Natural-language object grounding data
Content starts

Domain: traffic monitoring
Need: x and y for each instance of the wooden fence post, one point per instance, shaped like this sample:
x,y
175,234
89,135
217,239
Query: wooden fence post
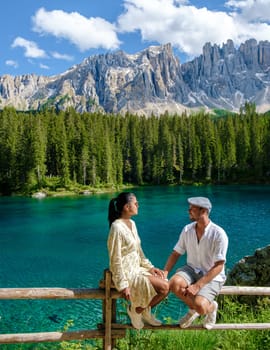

Content ends

**What to do**. Every line above should be output exactly, except for the pictures.

**Written solution**.
Domain: traffic monitoring
Need: x and y for each instance of the wooden fence post, one point per instance, shaped like this sample:
x,y
175,234
89,135
217,239
Query: wooden fence post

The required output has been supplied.